* [WORK TO BE COMPLETED] Quote every entry word for word.

* [RECORDS FOR THIS EXERCISE]
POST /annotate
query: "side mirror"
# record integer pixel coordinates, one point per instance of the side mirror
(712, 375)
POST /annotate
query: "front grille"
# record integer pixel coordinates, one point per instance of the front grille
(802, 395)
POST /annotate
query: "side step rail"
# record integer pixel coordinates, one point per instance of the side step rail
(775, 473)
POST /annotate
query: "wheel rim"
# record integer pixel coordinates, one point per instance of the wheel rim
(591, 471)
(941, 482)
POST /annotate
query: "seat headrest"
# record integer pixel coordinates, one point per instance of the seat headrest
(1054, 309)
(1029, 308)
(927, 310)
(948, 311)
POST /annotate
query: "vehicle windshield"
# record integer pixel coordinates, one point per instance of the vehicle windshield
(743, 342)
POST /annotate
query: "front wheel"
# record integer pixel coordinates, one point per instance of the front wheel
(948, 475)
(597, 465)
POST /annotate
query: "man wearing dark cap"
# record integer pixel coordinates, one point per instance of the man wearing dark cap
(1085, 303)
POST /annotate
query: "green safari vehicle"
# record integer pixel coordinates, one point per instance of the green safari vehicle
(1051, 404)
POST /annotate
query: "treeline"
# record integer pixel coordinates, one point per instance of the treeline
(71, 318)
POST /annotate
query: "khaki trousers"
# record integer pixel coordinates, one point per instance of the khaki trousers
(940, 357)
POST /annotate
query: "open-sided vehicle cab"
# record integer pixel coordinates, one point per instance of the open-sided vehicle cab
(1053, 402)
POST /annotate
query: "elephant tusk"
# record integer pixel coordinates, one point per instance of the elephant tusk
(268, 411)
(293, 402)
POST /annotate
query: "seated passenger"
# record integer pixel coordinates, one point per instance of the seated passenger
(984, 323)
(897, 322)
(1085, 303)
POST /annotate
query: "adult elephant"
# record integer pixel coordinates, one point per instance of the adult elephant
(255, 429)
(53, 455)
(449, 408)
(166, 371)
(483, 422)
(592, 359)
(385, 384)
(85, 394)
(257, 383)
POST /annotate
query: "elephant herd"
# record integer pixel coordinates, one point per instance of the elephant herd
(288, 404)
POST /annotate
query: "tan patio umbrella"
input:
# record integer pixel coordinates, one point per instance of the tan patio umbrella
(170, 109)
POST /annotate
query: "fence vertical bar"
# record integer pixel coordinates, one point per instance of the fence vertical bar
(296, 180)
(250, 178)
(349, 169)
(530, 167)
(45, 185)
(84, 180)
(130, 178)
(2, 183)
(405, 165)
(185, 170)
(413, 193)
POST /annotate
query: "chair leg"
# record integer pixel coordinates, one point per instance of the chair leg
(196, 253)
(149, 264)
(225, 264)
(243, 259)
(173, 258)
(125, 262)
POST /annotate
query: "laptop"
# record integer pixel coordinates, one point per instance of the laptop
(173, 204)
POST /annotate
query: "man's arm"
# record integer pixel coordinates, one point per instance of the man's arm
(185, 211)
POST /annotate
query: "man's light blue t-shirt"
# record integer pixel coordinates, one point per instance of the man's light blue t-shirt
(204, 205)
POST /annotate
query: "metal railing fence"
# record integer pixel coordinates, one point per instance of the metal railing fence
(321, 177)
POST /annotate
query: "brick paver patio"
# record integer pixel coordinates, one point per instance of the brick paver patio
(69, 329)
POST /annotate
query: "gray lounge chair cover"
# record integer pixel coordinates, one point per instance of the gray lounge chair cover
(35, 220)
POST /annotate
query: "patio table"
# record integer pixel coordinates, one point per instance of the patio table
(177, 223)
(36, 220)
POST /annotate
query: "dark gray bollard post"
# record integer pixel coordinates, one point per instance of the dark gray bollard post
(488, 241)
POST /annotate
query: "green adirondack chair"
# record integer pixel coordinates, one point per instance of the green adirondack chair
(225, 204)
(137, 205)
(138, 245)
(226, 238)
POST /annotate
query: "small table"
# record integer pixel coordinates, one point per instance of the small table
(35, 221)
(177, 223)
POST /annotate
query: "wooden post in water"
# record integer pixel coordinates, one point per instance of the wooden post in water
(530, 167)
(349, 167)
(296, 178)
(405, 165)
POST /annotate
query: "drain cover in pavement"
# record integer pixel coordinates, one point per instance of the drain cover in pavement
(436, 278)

* [TASK SOLUTION]
POST /annotate
query: "side mirror"
# record integer pixel coordinates, one point per instance of the side mirror
(712, 375)
POST /annotate
query: "front grille"
# record integer pixel coordinates, one point per instance of the front grille
(802, 395)
POST /annotate
query: "side step rail"
# record integer pixel coordinates, one point per instance of the side step rail
(775, 473)
POST /annotate
query: "wheel rim"
# record integer pixel coordinates, one point per instance of the wheel rim
(591, 471)
(941, 482)
POST /annotate
query: "seat headrest"
# record integer pixel coordinates, one point per instance of the seat headrest
(1054, 309)
(1029, 308)
(927, 310)
(948, 311)
POST /annotate
query: "vehicle windshield"
# record integer pixel coordinates, one point per instance of the vehicle windshield
(743, 342)
POST /annotate
query: "front wheel"
# record integer pixel coordinates, one point per instance of the front wheel
(948, 475)
(597, 465)
POST /annotate
query: "man wearing dark cap"
# record integer pixel coordinates, one point per instance of the man wearing dark cap
(1085, 303)
POST /annotate
query: "green safari vehicle"
# record integer pixel coordinates, one point per instance of the green safari vehicle
(1051, 404)
POST /annotate
query: "treeline"
# record integer pixel coordinates, one point per instance of the treeline
(71, 318)
POST /annotate
query: "khaki trousers"
# record integer pixel coordinates, one point per instance of the khaki trousers
(940, 357)
POST /annotate
query: "open-sided vehicle cab"
# record integer pixel coordinates, one point per instance of the open-sided vehicle cab
(1053, 402)
POST /annotate
query: "elephant tusk"
# record integer pixel coordinates, one point per instance of the elephant tusk
(268, 411)
(293, 402)
POST /annotate
query: "seated passenger"
# record integer pixel coordinates, one point per instance of the seated passenger
(984, 323)
(897, 322)
(1085, 303)
POST /annotate
query: "adult elephant"
# record integer pixel coordinates, one point per instance of the adult elephant
(255, 429)
(53, 455)
(449, 408)
(166, 371)
(483, 422)
(592, 359)
(385, 384)
(85, 394)
(257, 383)
POST /annotate
query: "elephant herd"
# record integer pixel coordinates, one point per instance of the elephant herd
(288, 404)
POST /annotate
query: "tan patio umbrella"
input:
# record integer pixel coordinates, one point per instance of the tan patio umbrella
(170, 109)
POST /annotate
query: "fence vertical bar"
# record integer pixel coordinates, one point per instance of the fence vertical bar
(296, 180)
(250, 178)
(349, 169)
(530, 167)
(45, 185)
(84, 180)
(130, 178)
(2, 183)
(405, 165)
(185, 170)
(413, 193)
POST /annotate
query: "chair leg"
# record integer pixel coordinates, one point per instance of the chair leg
(196, 253)
(149, 264)
(225, 264)
(243, 259)
(173, 258)
(125, 262)
POST /annotate
query: "laptop"
# record integer pixel coordinates, one point per instance of the laptop
(173, 204)
POST /annotate
query: "man's arm"
# record integer pixel coordinates, one point per instance of the man's arm
(185, 211)
POST /annotate
query: "man's light blue t-shirt"
# record integer pixel coordinates, one point per instance of the man's light blue t-shirt
(204, 205)
POST /annotate
query: "metal railing fence"
# record integer pixel coordinates, one point per instance of the metal railing fence
(321, 177)
POST /annotate
query: "brick paver patio"
# record integer pixel coordinates, one point per instance of the brick paver patio
(69, 329)
POST /annotate
query: "gray lounge chair cover"
# record integer pixel coordinates, one point per instance of the gray lounge chair cover
(35, 220)
POST /annotate
query: "patio table"
# record integer pixel coordinates, one point per instance of the patio table
(177, 223)
(36, 220)
POST /annotate
query: "dark gray bollard post"
# record integer pixel coordinates, one point per instance of the dark gray bollard post
(488, 241)
POST /annotate
query: "green adirondack chair"
# record integer pixel coordinates, one point per instance of the green adirondack chair
(225, 204)
(137, 205)
(138, 245)
(226, 238)
POST /annotate
query: "small table"
# record integer pixel coordinates, one point per instance of the small table
(35, 221)
(177, 223)
POST /annotate
query: "wooden post in water"
# record integer pixel coordinates, one point per instance of the wooden post in water
(530, 167)
(349, 167)
(296, 178)
(405, 165)
POST /annotate
query: "drain cover in pavement"
# record integer pixel coordinates, one point per instance of the drain cover in pavement
(436, 278)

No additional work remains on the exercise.